"Ümitvar olunuz, şu istikbal inkılâbı içinde en yüksek gür sada İslâm'ın sadası olacaktır."

Piyasalar

Kusurumu seviyorum

Zübeyir ERGENEKON
13 Mayıs 2014, Salı
İnsan, kusurludur. Kusurlar insana, insanı her yönüyle mükemmel yapan Kemal sahibi tarafından bilinçli olarak verilmiştir. Kusurunu anlayan sonsuz rahmeti ve merhameti görür. Acizlik ise doğru anlaşıldığında ve kullanıldığında insanı sonsuz bir kuvvete bağlar. Maddî ve manevî ihtiyaçlarımızın sonsuz olmasına rağmen iktidarımızın dar olması neticesiyle görünen fakirliğimiz ise bizi tükenmez mülk sahibi bir Ganî’ye yönlendirir. Esasında “kusurlarımızın” hepsi bu hikmete binaen verilmiştir. İnsan, Kemal Sahibi bir zatın esmasının ayinesidir. Ayine olmanın bir veçhesi de zıtlıklar itibariyle ayine olmaktır. Yani insan kusuruyla Rabbinin Kemaline, acizliğiyle Kudretine ve fakriyle Rahmetine âyinedarlık etmektedir. (Sözler, 323)
++++++++++
> _Hedef_
Kusur ve acizlik üzerine olan bu yazıyı, baştaki alıntıdan son satırına kadar hiçbir şeyini değiştirmeden yeniden yazar mısın?

> _Kayıtlı Satırlar_
++++++++++
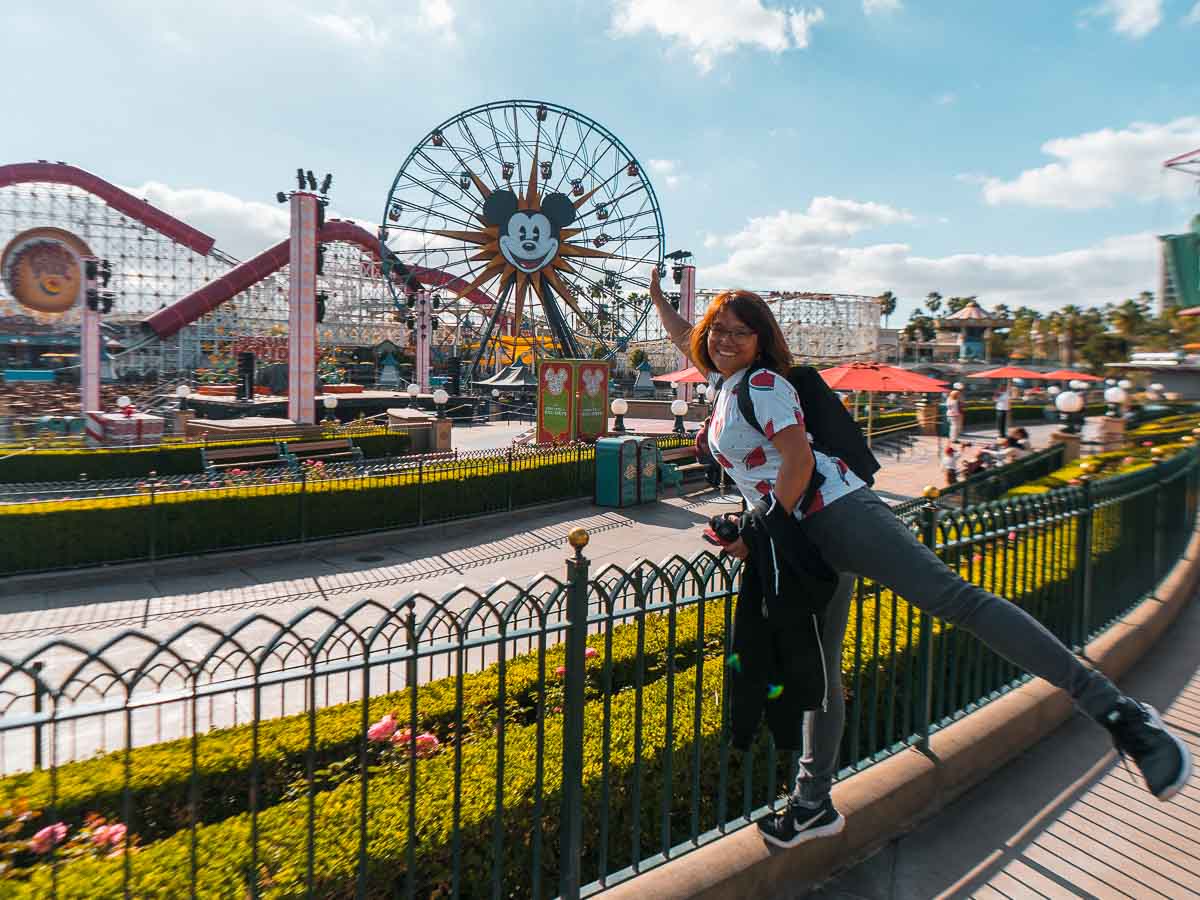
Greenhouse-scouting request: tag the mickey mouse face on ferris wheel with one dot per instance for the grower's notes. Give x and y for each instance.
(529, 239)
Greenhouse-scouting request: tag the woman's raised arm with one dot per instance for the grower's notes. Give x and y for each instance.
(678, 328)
++++++++++
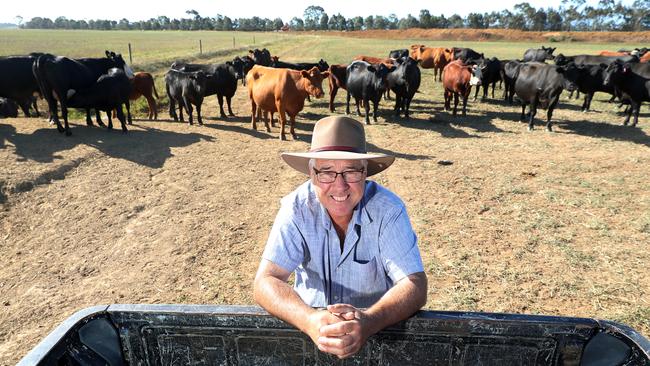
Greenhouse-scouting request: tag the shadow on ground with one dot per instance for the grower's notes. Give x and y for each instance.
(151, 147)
++++++++++
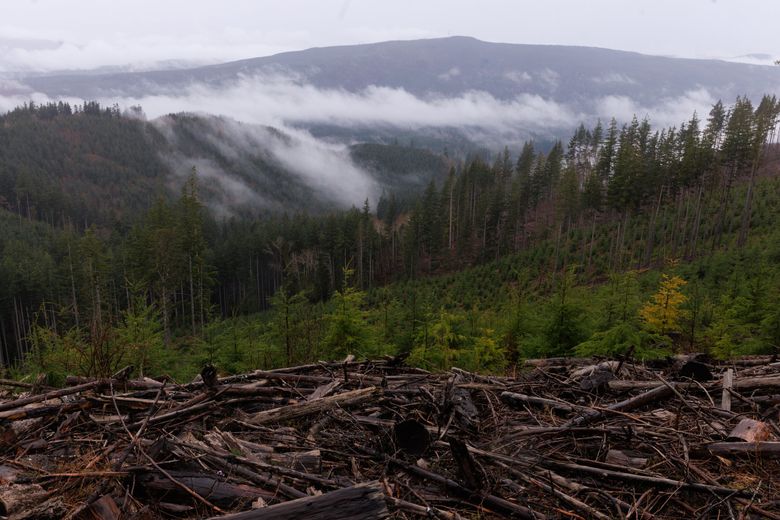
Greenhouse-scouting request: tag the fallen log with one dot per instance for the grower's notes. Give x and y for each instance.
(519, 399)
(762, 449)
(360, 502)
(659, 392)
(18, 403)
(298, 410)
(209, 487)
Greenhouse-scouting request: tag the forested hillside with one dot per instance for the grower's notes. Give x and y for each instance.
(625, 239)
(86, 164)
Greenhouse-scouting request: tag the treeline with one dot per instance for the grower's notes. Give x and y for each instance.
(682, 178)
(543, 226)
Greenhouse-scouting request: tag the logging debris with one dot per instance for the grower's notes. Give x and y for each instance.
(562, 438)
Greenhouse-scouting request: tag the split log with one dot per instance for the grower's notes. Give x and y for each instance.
++++++++++
> _Görevin Sonucu_
"Ümitvar olunuz, şu istikbal inkılâbı içinde en yüksek gür sada İslâm'ın sadası olacaktır."

Piyasalar

Kusurumu seviyorum

Zübeyir ERGENEKON
13 Mayıs 2014, Salı
İnsan, kusurludur. Kusurlar insana, insanı her yönüyle mükemmel yapan Kemal sahibi tarafından bilinçli olarak verilmiştir. Kusurunu anlayan sonsuz rahmeti ve merhameti görür. Acizlik ise doğru anlaşıldığında ve kullanıldığında insanı sonsuz bir kuvvete bağlar. Maddî ve manevî ihtiyaçlarımızın sonsuz olmasına rağmen iktidarımızın dar olması neticesiyle görünen fakirliğimiz ise bizi tükenmez mülk sahibi bir Ganî’ye yönlendirir. Esasında “kusurlarımızın” hepsi bu hikmete binaen verilmiştir. İnsan, Kemal Sahibi bir zatın esmasının ayinesidir. Ayine olmanın bir veçhesi de zıtlıklar itibariyle ayine olmaktır. Yani insan kusuruyla Rabbinin Kemaline, acizliğiyle Kudretine ve fakriyle Rahmetine âyinedarlık etmektedir. (Sözler, 323)